═══ SOURCE PASSAGE

I am three for three with the five star books over the last week. And I don't give five stars lightly, so I consider myself highly lucky to have found these three books, as different as all three of them have been.
The final book in my trio of excellence is Mindy McGinnis's The Female of the Species. And my god, what a book it's been. It had me completely glued the whole way through. At one point I was stirring a saucepan of soup for lunch with one hand and reading this book with the other.
I went into The Female of the Species thinking that it was a revenge book. I mean, the blurb talks about some girl called Alex knowing how to kill someone. So I kind of thought okay, this character has probably been bullied or abused or whatever and she'll plot some big revenge spree, but she'll get derailed at the last minute, because characters in YA books aren't allowed to go around killing people. Are they?
Well, apparently no one told Mindy McGinnis that.
What I actually got was a sharp, incisive look at the insidiousness of rape culture and what it takes to bring it down. I got a love story. I got flawed characters in spades. I got a Mean Girl who was actually portrayed with a shred of humanity. I got a thesis on internalised misogyny and the difference in reactions to violence perpetuated by men and violence perpetuated by women.
I got a killer I rooted for the whole way through the book.
This book is so relevant and so important. There are going to be a lot of people who say it's too dark, the themes are too mature for a teen audience. Well guess what? Sexual violence is being committed against countless teenaged girls every single day and a book like this might go some tiny way to encouraging them to speak out against it, to show them that damn it, no, this is not acceptable. Obviously McGiniss isn't advocating a vigilante justice system, but the book does ask why it's seen as so unacceptable for women to speak out loudly and aggressively about the injustices we face.
The book is told from three viewpoints - Alex, Peekay and Jack - and I think three viewpoints was just right. We get Alex, who can't trust herself around normal people for fear of what she might do, Peekay, who is struggling with the Preacher's Kid label she has been saddled with since kindergarten, and Jack, the boy who thinks with his dick until the day he doesn't.
This book is amazing. Every strand is relevant and everything weaves together perfectly until the final explosive conclusion. Perfection.

══════

EXERCISE PROMPT -> From the book review, extract the passage between "I am three for" and "them have been.", inclusive, reproducing its wording without change.

═══ DATA FOR ANALYSIS

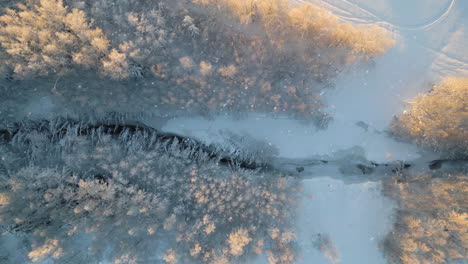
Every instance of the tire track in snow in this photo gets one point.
(378, 20)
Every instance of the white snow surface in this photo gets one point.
(431, 43)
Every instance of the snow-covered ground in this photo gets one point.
(432, 41)
(432, 36)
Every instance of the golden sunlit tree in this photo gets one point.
(44, 36)
(438, 119)
(432, 219)
(309, 22)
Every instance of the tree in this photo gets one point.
(44, 36)
(438, 119)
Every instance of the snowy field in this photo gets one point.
(432, 41)
(432, 36)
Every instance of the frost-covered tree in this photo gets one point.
(130, 194)
(432, 220)
(438, 119)
(42, 37)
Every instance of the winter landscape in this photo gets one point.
(222, 131)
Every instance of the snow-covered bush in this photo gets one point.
(190, 58)
(438, 119)
(432, 219)
(43, 37)
(138, 194)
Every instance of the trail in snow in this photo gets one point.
(389, 24)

══════

EXERCISE ANSWER ->
I am three for three with the five star books over the last week. And I don't give five stars lightly, so I consider myself highly lucky to have found these three books, as different as all three of them have been.